### [Instructions for the task]
From the first line of the entries below through the line bearing "positive clicks: (616, 356)", write out each line exactly. Omit pictures.
============
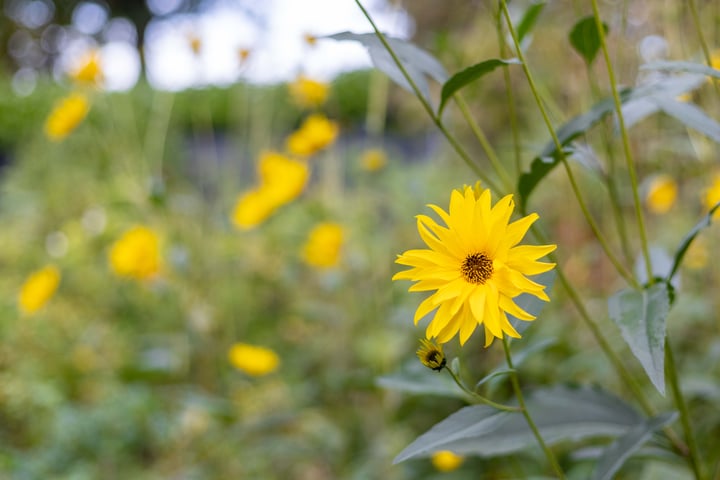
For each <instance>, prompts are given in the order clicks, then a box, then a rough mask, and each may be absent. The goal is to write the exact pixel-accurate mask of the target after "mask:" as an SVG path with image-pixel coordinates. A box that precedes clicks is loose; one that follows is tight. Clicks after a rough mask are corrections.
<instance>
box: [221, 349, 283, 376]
mask: <svg viewBox="0 0 720 480" xmlns="http://www.w3.org/2000/svg"><path fill="white" fill-rule="evenodd" d="M228 361H229V362H230V364H231V365H232V366H233V367H235V368H237V369H238V370H240V371H242V372H245V373H246V374H248V375H251V376H253V377H260V376H263V375H267V374H269V373H272V372H274V371H275V370H277V368H278V366H280V357H278V354H277V353H275V352H274V351H273V350H270V349H269V348H265V347H260V346H257V345H249V344H247V343H235V344H233V345H232V346H231V347H230V350H229V351H228Z"/></svg>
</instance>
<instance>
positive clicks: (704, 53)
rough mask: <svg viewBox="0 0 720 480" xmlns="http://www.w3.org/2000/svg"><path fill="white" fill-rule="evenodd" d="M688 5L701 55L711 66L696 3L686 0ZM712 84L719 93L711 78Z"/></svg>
mask: <svg viewBox="0 0 720 480" xmlns="http://www.w3.org/2000/svg"><path fill="white" fill-rule="evenodd" d="M688 6H689V7H690V14H691V16H692V17H693V24H694V26H695V31H696V32H697V34H698V40H699V41H700V48H702V51H703V55H704V56H705V62H706V63H707V64H708V67H711V66H712V57H711V55H710V49H709V48H708V45H707V41H706V40H705V35H704V34H703V32H702V25H701V23H700V16H699V15H698V12H697V5H696V4H695V0H688ZM712 84H713V87H715V93H717V94H718V95H720V86H719V85H718V82H717V81H716V80H713V82H712Z"/></svg>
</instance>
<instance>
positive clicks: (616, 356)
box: [530, 225, 687, 454]
mask: <svg viewBox="0 0 720 480" xmlns="http://www.w3.org/2000/svg"><path fill="white" fill-rule="evenodd" d="M530 228H531V231H532V233H533V235H534V236H535V238H537V239H538V242H539V243H541V244H547V243H548V241H547V239H546V238H545V236H544V235H543V234H542V232H540V230H539V229H538V228H536V227H535V226H534V225H533V226H532V227H530ZM548 258H549V259H550V260H551V261H553V262H554V263H556V264H557V265H558V267H557V268H556V269H555V272H556V273H557V277H558V279H559V280H560V283H561V284H562V286H563V288H564V289H565V292H566V293H567V294H568V296H569V297H570V301H571V302H572V303H573V304H574V305H575V308H576V309H577V311H578V313H579V314H580V318H581V319H582V321H583V322H584V323H585V326H586V327H587V328H588V329H589V330H590V333H592V335H593V337H594V338H595V341H596V342H597V344H598V345H599V346H600V349H601V350H602V351H603V353H604V354H605V356H606V357H607V358H608V360H610V363H611V364H612V366H613V368H615V371H616V372H617V373H618V375H619V376H620V378H621V379H622V381H623V382H624V383H625V385H627V387H628V388H629V389H630V391H631V392H632V394H633V396H634V397H635V399H636V400H637V402H638V403H639V404H640V407H641V408H642V409H643V411H644V412H645V414H646V415H648V416H650V417H652V416H654V415H655V414H656V413H657V412H656V411H655V409H654V408H653V406H652V405H651V404H650V402H649V401H648V399H647V398H646V397H645V393H644V392H643V390H642V388H640V385H639V384H638V382H637V381H636V380H635V377H633V375H632V374H631V373H630V372H629V371H628V370H627V368H626V367H625V364H624V363H623V362H622V360H621V359H620V357H619V356H618V354H617V353H615V351H614V350H613V349H612V347H611V346H610V343H608V341H607V340H606V339H605V336H604V335H603V333H602V331H601V330H600V327H599V326H598V325H597V323H595V321H594V320H593V319H592V318H591V317H590V314H589V313H588V311H587V309H586V308H585V305H584V304H583V302H582V300H581V299H580V294H579V293H578V292H577V290H575V288H574V287H573V286H572V284H571V283H570V281H569V280H568V279H567V277H566V276H565V273H564V272H563V271H562V268H560V267H559V262H558V258H557V256H556V255H555V254H554V253H551V254H549V255H548ZM663 431H664V432H665V434H666V435H667V437H668V439H669V440H670V442H671V443H672V444H673V447H674V448H675V450H676V451H677V452H679V453H681V454H685V453H686V452H687V447H686V446H685V445H684V444H683V442H682V441H681V440H680V439H679V438H678V436H677V435H676V434H675V432H673V431H672V429H670V427H665V428H664V429H663Z"/></svg>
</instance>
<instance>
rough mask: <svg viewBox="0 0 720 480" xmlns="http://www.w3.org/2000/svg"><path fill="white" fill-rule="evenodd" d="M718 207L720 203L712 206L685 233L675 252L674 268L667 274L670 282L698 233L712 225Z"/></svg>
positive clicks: (677, 270)
mask: <svg viewBox="0 0 720 480" xmlns="http://www.w3.org/2000/svg"><path fill="white" fill-rule="evenodd" d="M718 208H720V203H718V204H716V205H715V206H714V207H713V208H711V209H710V211H709V212H708V213H707V214H706V215H705V216H704V217H703V218H701V219H700V221H699V222H698V223H697V224H695V226H694V227H693V228H692V230H690V232H688V234H687V235H685V238H683V240H682V242H680V246H679V247H678V249H677V251H676V252H675V259H674V261H673V265H672V268H671V269H670V273H668V276H667V281H668V282H670V281H672V278H673V277H674V276H675V274H676V273H677V271H678V268H680V264H681V263H682V260H683V258H684V257H685V253H686V252H687V250H688V248H690V245H691V244H692V242H693V241H694V240H695V238H696V237H697V236H698V234H699V233H700V232H701V231H702V229H703V228H705V227H709V226H710V224H711V223H712V217H713V214H714V213H715V211H716V210H717V209H718Z"/></svg>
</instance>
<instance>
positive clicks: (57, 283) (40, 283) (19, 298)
mask: <svg viewBox="0 0 720 480" xmlns="http://www.w3.org/2000/svg"><path fill="white" fill-rule="evenodd" d="M59 284H60V270H58V268H57V267H55V266H54V265H47V266H45V267H44V268H41V269H40V270H37V271H35V272H33V273H31V274H30V276H29V277H28V278H27V279H26V280H25V283H23V286H22V288H21V289H20V294H19V295H18V306H19V307H20V311H21V312H22V313H24V314H28V315H29V314H31V313H35V312H37V311H38V310H40V309H41V308H42V307H43V306H44V305H45V304H46V303H47V302H48V300H50V298H52V296H53V294H54V293H55V291H56V290H57V287H58V285H59Z"/></svg>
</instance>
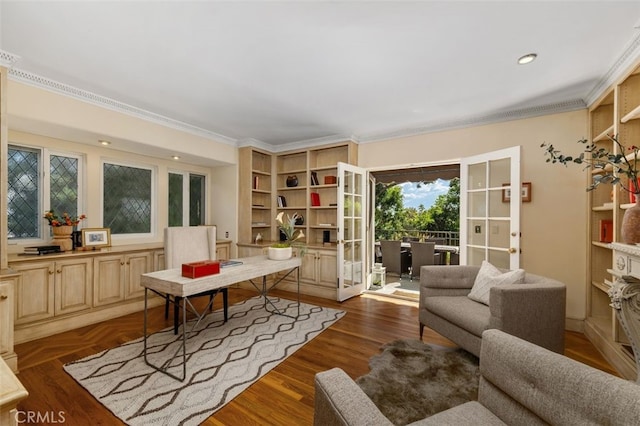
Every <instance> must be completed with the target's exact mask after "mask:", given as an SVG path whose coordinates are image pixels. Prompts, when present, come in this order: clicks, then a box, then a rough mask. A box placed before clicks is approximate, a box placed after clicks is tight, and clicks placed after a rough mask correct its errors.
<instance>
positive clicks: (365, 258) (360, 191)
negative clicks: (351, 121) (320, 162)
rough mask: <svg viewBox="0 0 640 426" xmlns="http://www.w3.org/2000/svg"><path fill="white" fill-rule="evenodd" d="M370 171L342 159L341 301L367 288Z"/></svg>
mask: <svg viewBox="0 0 640 426" xmlns="http://www.w3.org/2000/svg"><path fill="white" fill-rule="evenodd" d="M366 188H367V171H366V170H365V169H362V168H360V167H356V166H353V165H351V164H346V163H338V224H339V225H338V301H343V300H346V299H348V298H350V297H353V296H357V295H358V294H360V293H362V292H363V291H364V289H365V283H366V274H367V270H368V268H367V263H366V262H365V259H366V251H367V236H366V209H367V197H366V194H367V192H366Z"/></svg>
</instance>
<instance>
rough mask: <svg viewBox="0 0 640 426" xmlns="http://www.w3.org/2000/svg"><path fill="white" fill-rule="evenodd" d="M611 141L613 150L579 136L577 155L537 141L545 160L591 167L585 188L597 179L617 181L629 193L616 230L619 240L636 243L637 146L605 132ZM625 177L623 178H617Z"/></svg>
mask: <svg viewBox="0 0 640 426" xmlns="http://www.w3.org/2000/svg"><path fill="white" fill-rule="evenodd" d="M607 136H608V137H609V139H611V141H612V142H613V146H614V147H615V152H616V153H613V152H611V151H610V150H608V149H607V148H604V147H601V146H597V145H596V144H595V143H590V142H589V141H588V140H587V139H581V140H579V141H578V143H581V144H583V145H584V149H583V150H582V152H581V153H580V154H579V155H578V156H569V155H564V154H562V153H561V152H560V151H558V150H557V149H555V148H554V146H553V145H551V144H546V143H543V144H542V145H540V146H541V147H542V148H544V149H545V153H544V154H545V156H547V157H548V158H547V163H549V162H550V163H560V164H564V165H565V166H566V165H567V164H569V163H575V164H583V165H585V169H592V170H593V171H594V173H593V180H592V182H591V185H589V186H588V187H587V191H592V190H594V189H595V188H596V187H597V186H598V185H600V184H601V183H610V184H611V185H620V187H621V188H622V189H623V190H625V191H627V192H629V193H630V194H632V195H633V196H632V197H630V198H629V199H630V201H632V202H634V203H635V204H634V206H633V207H631V208H629V209H627V210H626V211H625V213H624V216H623V218H622V225H621V227H620V234H621V237H622V241H623V242H625V243H628V244H635V243H640V204H638V199H639V198H640V197H639V196H638V194H640V182H638V163H637V161H638V160H639V159H638V151H640V148H639V147H637V146H635V145H632V146H630V147H629V148H626V149H625V147H624V146H623V145H622V144H621V143H620V141H619V140H618V137H617V136H610V135H607ZM621 177H626V179H621Z"/></svg>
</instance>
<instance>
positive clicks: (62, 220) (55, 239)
============
### [Output for this task]
For each <instance>, prompts are given in the order clicks, then a box, then a rough mask, and each may be absent. The goal is to write the exact pixel-accurate mask of the target after "mask:" as an SVG path with image-pixel coordinates. A box that precedes clicks is loose; one that follows is tight. Clicks after a rough mask are corrections.
<instance>
box: [221, 349, 283, 376]
mask: <svg viewBox="0 0 720 480" xmlns="http://www.w3.org/2000/svg"><path fill="white" fill-rule="evenodd" d="M228 361H229V362H230V364H231V365H232V366H233V367H235V368H237V369H238V370H240V371H242V372H245V373H246V374H248V375H251V376H253V377H260V376H263V375H267V374H269V373H272V372H274V371H275V370H277V368H278V366H280V357H278V354H277V353H275V352H274V351H273V350H270V349H269V348H265V347H260V346H257V345H249V344H247V343H235V344H233V345H232V346H231V347H230V350H229V351H228Z"/></svg>
</instance>
<instance>
positive clicks: (704, 53)
rough mask: <svg viewBox="0 0 720 480" xmlns="http://www.w3.org/2000/svg"><path fill="white" fill-rule="evenodd" d="M688 5L701 55L711 66L696 3L686 0ZM712 84L719 93L711 78Z"/></svg>
mask: <svg viewBox="0 0 720 480" xmlns="http://www.w3.org/2000/svg"><path fill="white" fill-rule="evenodd" d="M688 6H689V7H690V14H691V16H692V17H693V24H694V26H695V31H696V32H697V34H698V40H699V41H700V48H702V51H703V55H704V56H705V62H706V63H707V64H708V67H711V66H712V57H711V55H710V49H709V48H708V45H707V41H706V40H705V35H704V34H703V32H702V25H701V23H700V16H699V15H698V12H697V5H696V4H695V0H688ZM712 84H713V87H715V93H717V94H718V95H720V86H719V85H718V82H717V81H716V80H713V82H712Z"/></svg>
</instance>
<instance>
positive clicks: (616, 356)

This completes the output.